**Work request:**
Write a continuation of the passage on using media data to target physicians and patients and shape creative, starting right after its last sentence.

**Document extract:**
- - -

In this environment we can understand not only a stream of what people do and where they do it as individuals digitally, but we can examine what television programming that certain groups of physicians or patients watch more than others. This transforms targeting far beyond the digital landscape. We are able to understand individual media journeys dynamically to know what media channels trigger the next step in the media journey and follow individuals more effectively through their process of research and exploration. By layering comprehensive data, it helps inform media decisions, provide hyper-accurate analytics and insights, apply unparalleled intelligence to programmatic digital campaigns, and power advanced TV.

The innovation all of this data is providing doesn’t end there. Utilizing additional tools that have been built off the back of anti-terrorist technologies, such as IPG Mediabrands’ Pursway, we are able to identify and target idea influencers and thought leaders in order to broaden influencer connections. Programmatic media allows us to engage in contextual and behavioral targeting based off of insights generated through online behavior, segmentation based off of hospital or physician office visitation, and retargeting and look-a-like marketing. Utilizing mobile technology, we can build geo-fencing and beacon-driven tagging so that we can be more effective in knowing that we are reaching the right audience based upon places that they have physically visited, even after they are back at their home or office.

Applying Media Insights to Creative

By bringing media insights to the forefront and ensuring a strong working relationship between the media agency and the creative agency, we can identify the best kind of creative voice that will impact an audience most effectively. From a digital perspective, we can see the online habits of an anonymous individual over the course of an average day.

Once we understand the media habits, we have a perspective on the engagement priorities of an individual and are able to deliver customized creative, with the same overall message, but in a different voice, through the application of dynamic creative.

- - -

**Data:**
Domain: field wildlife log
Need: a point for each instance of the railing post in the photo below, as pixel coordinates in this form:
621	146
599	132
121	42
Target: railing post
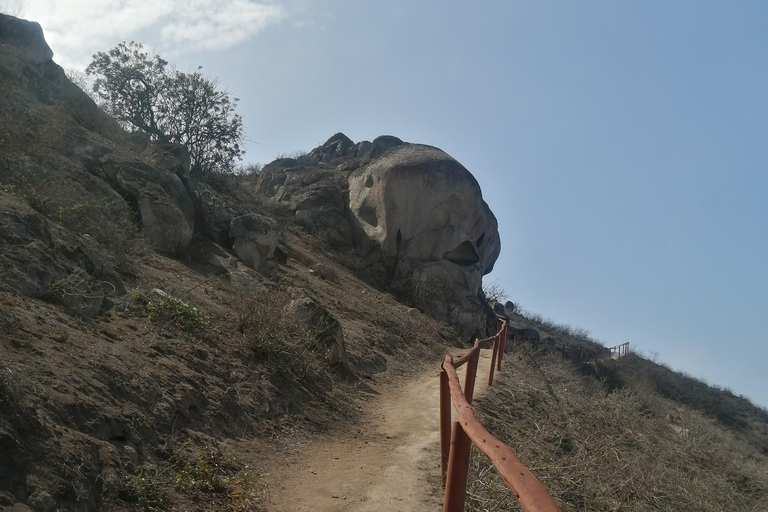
502	335
445	423
493	360
469	380
458	463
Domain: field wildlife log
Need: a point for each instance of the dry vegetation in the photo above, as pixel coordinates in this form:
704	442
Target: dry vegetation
600	448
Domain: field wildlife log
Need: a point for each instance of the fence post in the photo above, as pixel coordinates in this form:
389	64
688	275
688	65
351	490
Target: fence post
456	481
493	360
502	335
445	423
469	380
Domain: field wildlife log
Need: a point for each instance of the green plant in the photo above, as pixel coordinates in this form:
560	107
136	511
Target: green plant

- - -

**Answer section:**
In the example above, we have “Tom,” a 41-year-old professional from Pittsburgh. Utilizing a creative and programmatic ad server, advertisements can be customized to speak in the voice of a computer programmer while “Tom” is visiting Wired, and in the voice of a football fan when he is on ESPN. By applying these insights at the earliest moment in strategy development, the creative team is empowered to develop messaging that speaks directly to the target audience in the way and manner that they want to be spoken to within the context of the media they are consuming.

Often pharma brands look at technological advances in advertising and marketing as being hurdles to overcome or avoid altogether. However, with the right perspective, we can turn technology to our advantage and allow it to work harder and more effectively for us within the boundaries of privacy and regulation. We have reached that point, and the tools that have been developed for consumer brands have been modified to be particularly effective within the pharma industry…just in the nick of time.

  • Jeffrey D. Erb

    Jeffrey D. Erb is the President of McCann Health Engagement, building upon the success he had as President of HealixGlobal, the healthcare specialty media agency within IPG Mediabrands. For over 16 years, Jeff has been a leader in both HCP and Consumer marketing from media and analytics to digital and pricing strategies.